Records from a data collection
__________________________________________________

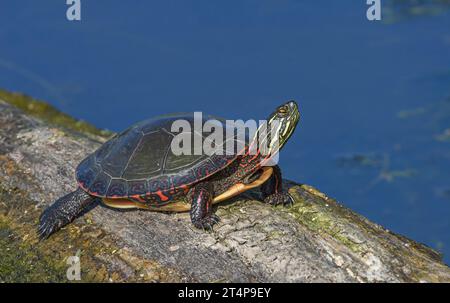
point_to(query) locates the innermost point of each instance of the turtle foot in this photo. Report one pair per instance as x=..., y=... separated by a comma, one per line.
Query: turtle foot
x=279, y=199
x=49, y=222
x=207, y=222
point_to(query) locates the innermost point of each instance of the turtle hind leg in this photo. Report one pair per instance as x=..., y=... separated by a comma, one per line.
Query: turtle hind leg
x=201, y=197
x=272, y=190
x=63, y=211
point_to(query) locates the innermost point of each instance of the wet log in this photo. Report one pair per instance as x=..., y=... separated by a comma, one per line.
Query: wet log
x=315, y=240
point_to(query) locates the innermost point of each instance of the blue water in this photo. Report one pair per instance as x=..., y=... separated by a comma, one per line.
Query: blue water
x=374, y=96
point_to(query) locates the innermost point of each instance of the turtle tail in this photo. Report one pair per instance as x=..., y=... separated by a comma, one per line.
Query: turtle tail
x=62, y=212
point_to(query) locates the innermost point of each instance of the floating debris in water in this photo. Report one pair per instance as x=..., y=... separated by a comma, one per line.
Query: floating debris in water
x=353, y=160
x=408, y=113
x=444, y=137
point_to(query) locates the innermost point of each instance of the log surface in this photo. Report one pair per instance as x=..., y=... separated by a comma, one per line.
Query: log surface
x=316, y=240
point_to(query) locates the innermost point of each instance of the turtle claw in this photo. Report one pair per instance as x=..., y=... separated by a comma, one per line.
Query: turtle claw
x=279, y=199
x=207, y=222
x=49, y=222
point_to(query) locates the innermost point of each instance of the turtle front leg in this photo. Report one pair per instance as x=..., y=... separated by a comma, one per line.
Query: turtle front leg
x=63, y=211
x=272, y=189
x=201, y=196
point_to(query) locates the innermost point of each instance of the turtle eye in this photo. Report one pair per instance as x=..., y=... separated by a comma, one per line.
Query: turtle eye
x=282, y=110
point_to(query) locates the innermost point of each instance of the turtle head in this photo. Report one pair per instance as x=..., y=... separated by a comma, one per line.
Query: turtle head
x=280, y=126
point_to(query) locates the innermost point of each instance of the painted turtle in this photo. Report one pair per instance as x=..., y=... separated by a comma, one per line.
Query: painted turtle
x=137, y=169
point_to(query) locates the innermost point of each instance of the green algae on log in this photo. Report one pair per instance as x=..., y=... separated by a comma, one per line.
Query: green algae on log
x=317, y=239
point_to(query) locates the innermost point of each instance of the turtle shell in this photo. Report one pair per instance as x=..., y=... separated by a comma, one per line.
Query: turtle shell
x=139, y=163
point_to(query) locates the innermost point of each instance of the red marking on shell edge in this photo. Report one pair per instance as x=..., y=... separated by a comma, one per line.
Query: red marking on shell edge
x=138, y=198
x=160, y=194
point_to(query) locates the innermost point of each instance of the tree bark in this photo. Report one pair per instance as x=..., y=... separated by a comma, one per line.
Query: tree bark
x=315, y=240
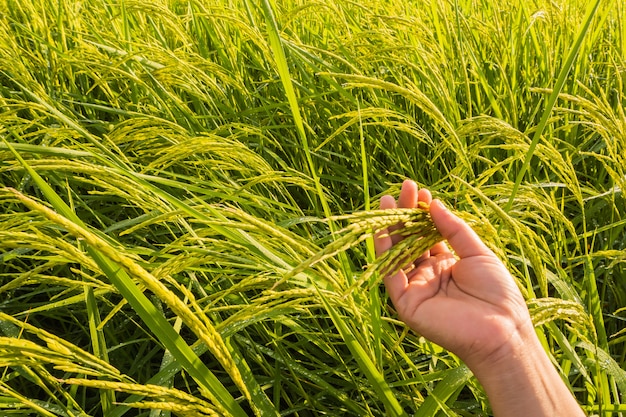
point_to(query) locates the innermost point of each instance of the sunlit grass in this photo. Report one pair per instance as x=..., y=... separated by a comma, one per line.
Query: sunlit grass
x=183, y=186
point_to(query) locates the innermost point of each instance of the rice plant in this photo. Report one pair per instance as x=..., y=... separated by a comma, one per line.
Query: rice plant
x=189, y=192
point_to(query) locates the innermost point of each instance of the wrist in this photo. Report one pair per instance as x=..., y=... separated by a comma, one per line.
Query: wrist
x=520, y=380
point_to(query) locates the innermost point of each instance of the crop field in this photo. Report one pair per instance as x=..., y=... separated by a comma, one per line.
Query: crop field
x=185, y=188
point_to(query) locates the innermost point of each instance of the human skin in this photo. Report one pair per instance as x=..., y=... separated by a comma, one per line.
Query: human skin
x=467, y=302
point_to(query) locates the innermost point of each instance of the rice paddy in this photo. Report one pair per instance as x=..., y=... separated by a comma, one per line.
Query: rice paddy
x=189, y=192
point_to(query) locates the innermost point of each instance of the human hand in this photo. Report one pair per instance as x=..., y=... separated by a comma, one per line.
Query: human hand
x=468, y=303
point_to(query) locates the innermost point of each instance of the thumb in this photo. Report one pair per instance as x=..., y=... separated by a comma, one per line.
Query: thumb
x=461, y=237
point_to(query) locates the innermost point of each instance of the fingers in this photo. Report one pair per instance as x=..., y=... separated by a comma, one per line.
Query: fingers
x=408, y=195
x=459, y=234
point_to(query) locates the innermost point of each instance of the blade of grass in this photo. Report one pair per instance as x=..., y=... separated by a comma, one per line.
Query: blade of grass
x=560, y=83
x=140, y=303
x=366, y=365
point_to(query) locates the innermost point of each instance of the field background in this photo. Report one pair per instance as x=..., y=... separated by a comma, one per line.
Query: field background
x=166, y=165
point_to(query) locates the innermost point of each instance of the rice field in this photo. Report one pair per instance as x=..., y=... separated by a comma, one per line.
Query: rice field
x=189, y=190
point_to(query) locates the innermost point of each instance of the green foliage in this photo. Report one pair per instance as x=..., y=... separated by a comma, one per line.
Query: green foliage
x=184, y=187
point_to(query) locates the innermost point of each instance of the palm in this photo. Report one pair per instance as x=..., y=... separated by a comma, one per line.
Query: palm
x=467, y=305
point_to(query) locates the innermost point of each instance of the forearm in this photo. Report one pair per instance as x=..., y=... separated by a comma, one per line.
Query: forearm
x=523, y=382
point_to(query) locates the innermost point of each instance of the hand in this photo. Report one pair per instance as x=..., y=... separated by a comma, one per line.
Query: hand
x=469, y=303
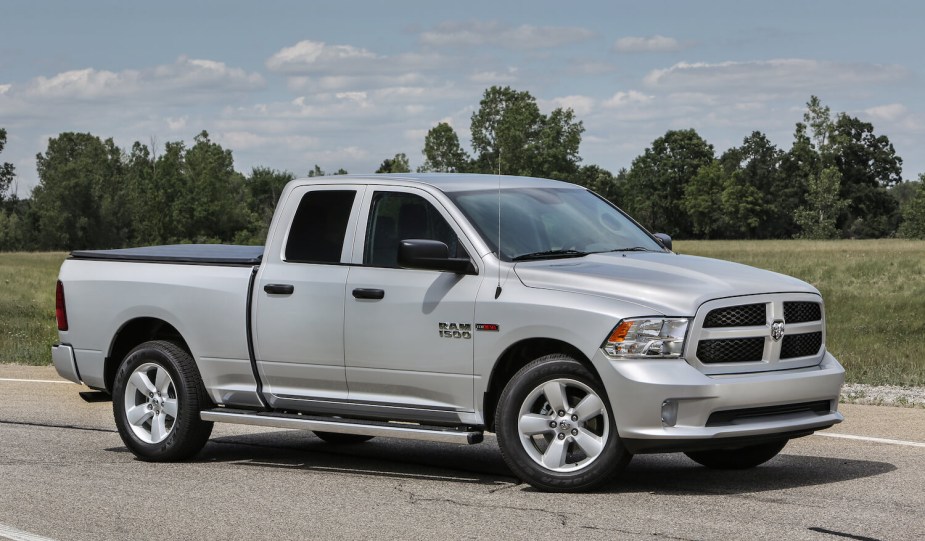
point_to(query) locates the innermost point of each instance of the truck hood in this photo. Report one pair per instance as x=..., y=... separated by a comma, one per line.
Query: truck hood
x=666, y=283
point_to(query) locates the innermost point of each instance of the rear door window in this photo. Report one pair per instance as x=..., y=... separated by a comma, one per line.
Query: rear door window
x=319, y=227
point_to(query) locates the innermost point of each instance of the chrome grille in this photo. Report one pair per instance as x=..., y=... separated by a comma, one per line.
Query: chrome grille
x=801, y=312
x=801, y=345
x=735, y=350
x=736, y=316
x=757, y=333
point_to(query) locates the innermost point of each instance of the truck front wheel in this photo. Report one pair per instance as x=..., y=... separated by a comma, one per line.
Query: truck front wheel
x=555, y=427
x=157, y=396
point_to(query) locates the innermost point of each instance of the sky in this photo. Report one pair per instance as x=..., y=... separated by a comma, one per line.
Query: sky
x=346, y=84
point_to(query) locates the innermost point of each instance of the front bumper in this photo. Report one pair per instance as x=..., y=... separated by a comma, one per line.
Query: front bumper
x=666, y=405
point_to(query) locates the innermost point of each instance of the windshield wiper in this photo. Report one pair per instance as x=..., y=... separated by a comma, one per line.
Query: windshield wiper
x=550, y=254
x=633, y=249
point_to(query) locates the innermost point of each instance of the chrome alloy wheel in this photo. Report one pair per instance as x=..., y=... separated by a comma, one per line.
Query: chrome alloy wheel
x=563, y=425
x=151, y=403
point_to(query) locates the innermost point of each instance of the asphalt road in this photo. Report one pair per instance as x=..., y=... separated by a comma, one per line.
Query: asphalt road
x=64, y=475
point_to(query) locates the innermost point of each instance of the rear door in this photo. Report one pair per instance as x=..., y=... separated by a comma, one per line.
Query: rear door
x=409, y=332
x=299, y=296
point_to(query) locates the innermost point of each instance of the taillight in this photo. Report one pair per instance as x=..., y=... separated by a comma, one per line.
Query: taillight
x=60, y=309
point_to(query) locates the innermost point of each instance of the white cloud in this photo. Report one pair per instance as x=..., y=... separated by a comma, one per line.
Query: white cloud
x=890, y=112
x=494, y=77
x=177, y=124
x=623, y=99
x=312, y=56
x=496, y=34
x=246, y=140
x=794, y=74
x=649, y=44
x=184, y=76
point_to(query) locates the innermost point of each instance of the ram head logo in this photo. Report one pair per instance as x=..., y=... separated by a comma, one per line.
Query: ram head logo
x=777, y=330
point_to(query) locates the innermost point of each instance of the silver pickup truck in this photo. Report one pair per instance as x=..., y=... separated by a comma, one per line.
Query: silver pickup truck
x=439, y=307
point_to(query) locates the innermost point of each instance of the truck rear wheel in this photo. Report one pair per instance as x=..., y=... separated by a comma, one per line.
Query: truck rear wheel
x=157, y=396
x=737, y=459
x=555, y=427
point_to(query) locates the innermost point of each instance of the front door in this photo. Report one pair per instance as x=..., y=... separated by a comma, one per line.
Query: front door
x=299, y=299
x=409, y=332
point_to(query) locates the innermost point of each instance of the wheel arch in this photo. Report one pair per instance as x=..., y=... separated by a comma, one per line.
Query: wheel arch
x=135, y=332
x=516, y=357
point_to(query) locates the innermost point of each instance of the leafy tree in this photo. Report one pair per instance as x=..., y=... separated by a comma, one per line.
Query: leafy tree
x=913, y=211
x=797, y=166
x=555, y=151
x=823, y=205
x=79, y=193
x=264, y=187
x=654, y=185
x=869, y=165
x=442, y=151
x=213, y=193
x=7, y=171
x=503, y=130
x=398, y=164
x=703, y=200
x=721, y=204
x=511, y=135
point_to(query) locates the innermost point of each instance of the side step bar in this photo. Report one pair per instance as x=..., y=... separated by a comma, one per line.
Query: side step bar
x=343, y=426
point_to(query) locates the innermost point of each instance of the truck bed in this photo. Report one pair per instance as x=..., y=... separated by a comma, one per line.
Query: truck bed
x=190, y=254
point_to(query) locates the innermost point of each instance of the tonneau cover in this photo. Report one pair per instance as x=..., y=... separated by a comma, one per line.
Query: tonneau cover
x=194, y=254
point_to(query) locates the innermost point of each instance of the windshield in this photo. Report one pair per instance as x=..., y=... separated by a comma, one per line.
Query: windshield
x=549, y=223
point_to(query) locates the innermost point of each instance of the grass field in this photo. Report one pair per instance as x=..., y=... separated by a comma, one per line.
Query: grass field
x=27, y=306
x=874, y=292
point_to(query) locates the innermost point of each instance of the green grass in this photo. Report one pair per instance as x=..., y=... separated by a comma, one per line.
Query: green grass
x=874, y=293
x=27, y=306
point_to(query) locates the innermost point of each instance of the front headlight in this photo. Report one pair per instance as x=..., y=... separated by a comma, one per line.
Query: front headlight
x=646, y=338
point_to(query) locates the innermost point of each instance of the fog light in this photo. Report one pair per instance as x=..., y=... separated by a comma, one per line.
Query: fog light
x=669, y=412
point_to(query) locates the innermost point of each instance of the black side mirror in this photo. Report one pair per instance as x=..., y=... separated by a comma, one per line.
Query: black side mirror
x=664, y=239
x=431, y=255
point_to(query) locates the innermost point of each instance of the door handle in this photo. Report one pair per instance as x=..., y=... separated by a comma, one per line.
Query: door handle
x=375, y=294
x=279, y=289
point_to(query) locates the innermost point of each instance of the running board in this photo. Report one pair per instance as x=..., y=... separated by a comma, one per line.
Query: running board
x=343, y=426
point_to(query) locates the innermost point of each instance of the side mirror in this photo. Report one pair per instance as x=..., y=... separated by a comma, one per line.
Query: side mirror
x=431, y=255
x=664, y=239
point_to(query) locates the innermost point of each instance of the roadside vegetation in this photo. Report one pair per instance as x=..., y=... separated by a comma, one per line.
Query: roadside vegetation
x=873, y=289
x=27, y=306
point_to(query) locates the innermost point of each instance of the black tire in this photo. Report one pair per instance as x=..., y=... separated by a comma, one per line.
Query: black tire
x=737, y=459
x=528, y=447
x=165, y=425
x=337, y=437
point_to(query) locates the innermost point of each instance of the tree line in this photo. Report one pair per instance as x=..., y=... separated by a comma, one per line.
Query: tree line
x=839, y=179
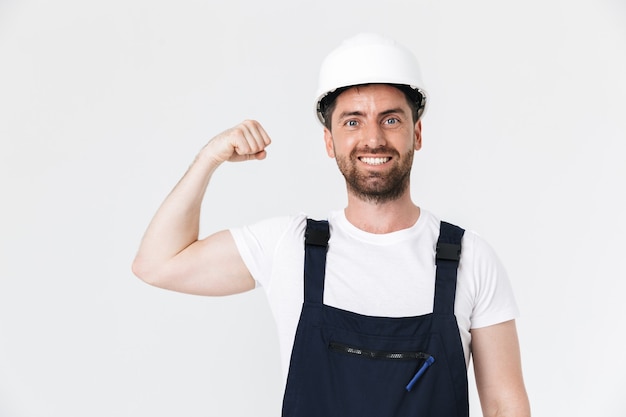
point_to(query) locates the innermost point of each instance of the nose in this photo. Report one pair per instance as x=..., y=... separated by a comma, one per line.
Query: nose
x=374, y=136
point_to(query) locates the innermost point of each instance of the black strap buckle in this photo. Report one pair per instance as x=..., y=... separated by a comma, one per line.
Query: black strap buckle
x=448, y=251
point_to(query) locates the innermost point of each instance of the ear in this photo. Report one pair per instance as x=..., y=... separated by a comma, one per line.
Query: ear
x=328, y=140
x=418, y=135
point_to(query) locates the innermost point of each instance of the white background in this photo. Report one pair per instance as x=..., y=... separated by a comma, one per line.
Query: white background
x=103, y=105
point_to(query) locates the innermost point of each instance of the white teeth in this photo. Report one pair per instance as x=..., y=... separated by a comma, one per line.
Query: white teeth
x=374, y=161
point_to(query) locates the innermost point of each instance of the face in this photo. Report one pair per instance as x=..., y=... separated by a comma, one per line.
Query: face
x=373, y=139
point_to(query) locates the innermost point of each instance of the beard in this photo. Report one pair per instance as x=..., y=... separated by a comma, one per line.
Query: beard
x=377, y=187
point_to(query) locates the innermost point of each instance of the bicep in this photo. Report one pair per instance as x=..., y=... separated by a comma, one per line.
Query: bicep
x=498, y=370
x=211, y=266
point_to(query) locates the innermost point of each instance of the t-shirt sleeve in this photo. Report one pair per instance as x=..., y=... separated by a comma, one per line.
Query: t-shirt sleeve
x=494, y=298
x=258, y=242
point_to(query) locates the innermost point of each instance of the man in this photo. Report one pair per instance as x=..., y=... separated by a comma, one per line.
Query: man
x=378, y=308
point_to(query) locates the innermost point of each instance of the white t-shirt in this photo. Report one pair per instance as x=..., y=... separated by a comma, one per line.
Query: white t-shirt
x=388, y=275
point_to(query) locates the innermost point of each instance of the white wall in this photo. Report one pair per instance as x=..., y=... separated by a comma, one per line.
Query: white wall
x=104, y=104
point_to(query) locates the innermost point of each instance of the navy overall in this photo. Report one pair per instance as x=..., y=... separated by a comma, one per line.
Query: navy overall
x=345, y=364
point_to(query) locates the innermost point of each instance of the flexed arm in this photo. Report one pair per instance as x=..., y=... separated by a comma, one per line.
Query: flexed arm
x=171, y=255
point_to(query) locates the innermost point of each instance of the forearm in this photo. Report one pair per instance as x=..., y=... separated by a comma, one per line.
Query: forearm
x=167, y=252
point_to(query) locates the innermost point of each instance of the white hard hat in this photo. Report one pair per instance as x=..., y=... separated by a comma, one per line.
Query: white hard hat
x=369, y=58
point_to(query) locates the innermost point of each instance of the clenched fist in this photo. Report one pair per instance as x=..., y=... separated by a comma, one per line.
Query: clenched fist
x=243, y=142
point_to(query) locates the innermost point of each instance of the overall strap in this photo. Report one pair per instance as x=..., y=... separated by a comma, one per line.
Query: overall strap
x=315, y=248
x=447, y=262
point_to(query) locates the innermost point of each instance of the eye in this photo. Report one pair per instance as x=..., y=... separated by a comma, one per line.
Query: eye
x=391, y=121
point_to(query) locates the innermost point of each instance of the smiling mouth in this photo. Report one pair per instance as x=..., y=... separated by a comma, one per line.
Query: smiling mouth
x=374, y=161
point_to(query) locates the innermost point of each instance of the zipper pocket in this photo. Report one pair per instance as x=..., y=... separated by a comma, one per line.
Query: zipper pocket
x=388, y=355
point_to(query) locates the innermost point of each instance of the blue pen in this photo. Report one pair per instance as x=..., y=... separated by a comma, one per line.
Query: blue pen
x=419, y=373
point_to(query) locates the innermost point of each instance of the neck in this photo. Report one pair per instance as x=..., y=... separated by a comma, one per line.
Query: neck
x=385, y=217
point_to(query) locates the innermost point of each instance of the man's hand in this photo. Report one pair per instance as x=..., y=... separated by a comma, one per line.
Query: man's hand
x=243, y=142
x=171, y=255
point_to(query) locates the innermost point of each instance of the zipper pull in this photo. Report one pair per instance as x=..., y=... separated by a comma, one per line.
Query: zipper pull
x=429, y=361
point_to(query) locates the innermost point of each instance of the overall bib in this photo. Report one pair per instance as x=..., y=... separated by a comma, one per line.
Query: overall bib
x=345, y=364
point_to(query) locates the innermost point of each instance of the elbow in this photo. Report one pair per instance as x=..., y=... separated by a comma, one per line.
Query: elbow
x=145, y=271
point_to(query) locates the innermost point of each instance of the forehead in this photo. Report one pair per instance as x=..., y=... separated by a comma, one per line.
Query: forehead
x=371, y=97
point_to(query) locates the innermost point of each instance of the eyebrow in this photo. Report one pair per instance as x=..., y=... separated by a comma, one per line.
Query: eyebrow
x=360, y=113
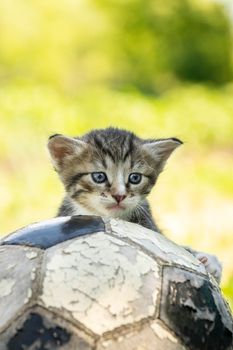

__________________________________________________

Copy the lines above exactly, beginning at the line that has "Query: wrist" and stopping after the line that has "the human skin", and omit the rest.

§ **WRITTEN RESPONSE**
Query: wrist
x=520, y=380
point_to(query) locates the innermost point of each instance of the crop field in this photo. Report one pair per instance as x=..., y=... separated by a comma, one per line.
Query: crop field
x=185, y=188
point_to(query) locates the innermost point of each instance of the human skin in this photo. Report one pair per instance as x=..., y=... separated by a comma, one per line.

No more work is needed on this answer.